▸ Passage:
------------------------------------------------
DataCenter archives - Taylor's Take on Storage

Taylor's Take on Storage:

DataCenter

Dec 21 2008   5:14PM GMT

This Week in Storage (12-19-08)



Posted by: Taylor Allis
Storage, DataCenter, DataManagement, srm, Storage Vendors, HDS, storagemanagement

Jingle bell storage: What to buy a geek
A great list for the geek in your life. Best gift idea? Kiva.org! I’m the geek Beth mentions in the last paragraph. My buddy who gave me the gift? CBS news’ Hari Sreenivasan.

Economic Downturn Hits Storage Spending
Ok – so I think we all know that our IT budgets will be flat or cut next year. We also know that data will continue to grow (and grow fast) regardless of what we do with our budgets. So what to do? Optimize, optimize, optimize. If you haven’t run a formal efficiency and optimization program in your storage infrastructure environment, then you are overlooking a huge chuck of wasted capacity and space. The storage utilization and allocation rates are far worse than most vendors are telling us (I know b/c I came from one!) It’s not in their best interested to sell less storage, but it is in yours to buy less…

The state of data backup in 2009, Part 3
Good reading in Beth’s Data Backup series – this issue covers disaster recovery and the emergence of Cloud backup. Amazon was first to market with S3, EMC came out with Mozy, and Beth writes about Symantec’s offering…

Symantec adds change management to SRM
Symamtec mentions making agentless options available too. When I work with IT admins this is top of their list – they don’t like agents crawling all over their environment. I understand – but agents will still be around, maybe minimized. ESG says that SRM tools aren’t viewed as a must-have – this is unfortunate. There is HUGE value in them – but you need to know (or have a partner that knows) how to deploy them, interpret them, and ACT upon the data. If you don’t take this step, you just bought shelf-ware. You do this, and you can free between 30% - 70% of your capacity – I’ve seen this done with multiple infrastructures and count THAT as a must have.

Brocade Buys Foundry Networks for $3B
Brocade drops $3B to pick up Foundry – a good move on the surface. This will make them more competitive with Cisco – offering LAN and WAN equip. 10GbE still looks to be a great bet, and networking companies are investing in it. See Stephen Foskett’s blog.

HDS embraces SSDs
HDS is a little late to the party (EMC led the charge, followed by Sun and others). But USP is a great disk system, and SSD will make it better. STEC is making out as the SSD partner to have. Again – if you have any apps that live or die by latency times, you need to be researching SSD options.

“Despereaux” uses clustered storage
For you HPC junkies, the movie “Despereaux” had to chunk through 1,700 shots and 90 million images. They did it the way most do, Linux clusters running an HPC filesystem – this one Lustre. They stored 200TB of generated data on Infortrend’s EonStor RAID system (comment if you know anything about EonStor – I don’t). I’ll probably take my boy to the movie and bore him on the details on how it was made…

Dec 12 2008   7:37AM GMT

De-Dup Primary Storage?



Posted by: Taylor Allis
Storage, DataCenter, DataManagement, dedup

I was recently talking about a Storage Magazine article, Dedupe moves beyond backup.

The conversation led me to look back on some of my past analysis around de-dup. I ended up looking 5 years into the past.

Global Compression at StorageTek

AdTek

At StorageTek there used to be an engineering research and IP department called Advanced Technology Research or “AdTek.” My current business partner and boss, Randy Chalfant, used to run it. A brilliant engineer by the name of Chuck Milligan ran the group after Randy – Chuck is the one who hired me at StorageTek. I eventually ended up heading the department.
------------------------------------------------
▸ Short task 1:
Please reproduce the storage blog text from "HDS embraces SSDs" up to and including "De-Dup Primary Storage?".
▸ Short task 2:
Pick up the storage blog post at the point where it stops and carry it forward.

▸ Provided material:
------------------------------------------------
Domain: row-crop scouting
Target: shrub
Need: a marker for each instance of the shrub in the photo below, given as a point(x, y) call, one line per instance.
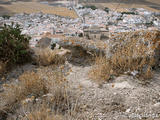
------------------------------------------------
▸ Exercise response 1:
HDS embraces SSDs
HDS is a little late to the party (EMC led the charge, followed by Sun and others). But USP is a great disk system, and SSD will make it better. STEC is making out as the SSD partner to have. Again – if you have any apps that live or die by latency times, you need to be researching SSD options.

“Despereaux” uses clustered storage
For you HPC junkies, the movie “Despereaux” had to chunk through 1,700 shots and 90 million images. They did it the way most do, Linux clusters running an HPC filesystem – this one Lustre. They stored 200TB of generated data on Infortrend’s EonStor RAID system (comment if you know anything about EonStor – I don’t). I’ll probably take my boy to the movie and bore him on the details on how it was made…

Dec 12 2008   7:37AM GMT

De-Dup Primary Storage?

▸ Exercise response 2:
I was looking at an old list of Research Probes we were recommending to STK execs for productization – there were 11 cases we presented in 2003 (Grid Storage, Flash/SSD, Encryption, etc.) On the list was “Global Compression.” In our pitch to management, we stated that this yielded extremely high compression ratios and had the potential to disrupt tape. We recommended adding it as a feature to the backup disk products STK was looking to bring to market – we even recommended some companies to evaluate for investment. (Unfortunately, some other probes were picked for further research that year!)

Fast forward some years and my strategy team and I found ourselves briefing Sun executives (after the STK acquisition) on the future of de-duplication as it has come to be known. I remember saying two things:

1. De-duplication has officially moved from cutting edge to a must have for disk backup, VTL, and secondary storage

2. Dedup will move from secondary storage to primary storage in the future (we backed up our claims with an excellent 451 Group report on the subject)

Dedup in Primary vs. Secondary Storage

Now we have dedup in primary storage. However, some think primary storage is not always the best place for dedup. The thinking is that de-dup works where there is a lot of…duplication. Primary storage tends to hold more transactional data, while secondary storage has more duplicate data. While this is true, there is more duplicate data on primary storage than users know.

I have moved from simply recommending storage strategies to actually implementing them in my new venture (which is much more fun!) Dedup is one of the steps we use with clients to get to a more efficient and optimized storage infrastructure.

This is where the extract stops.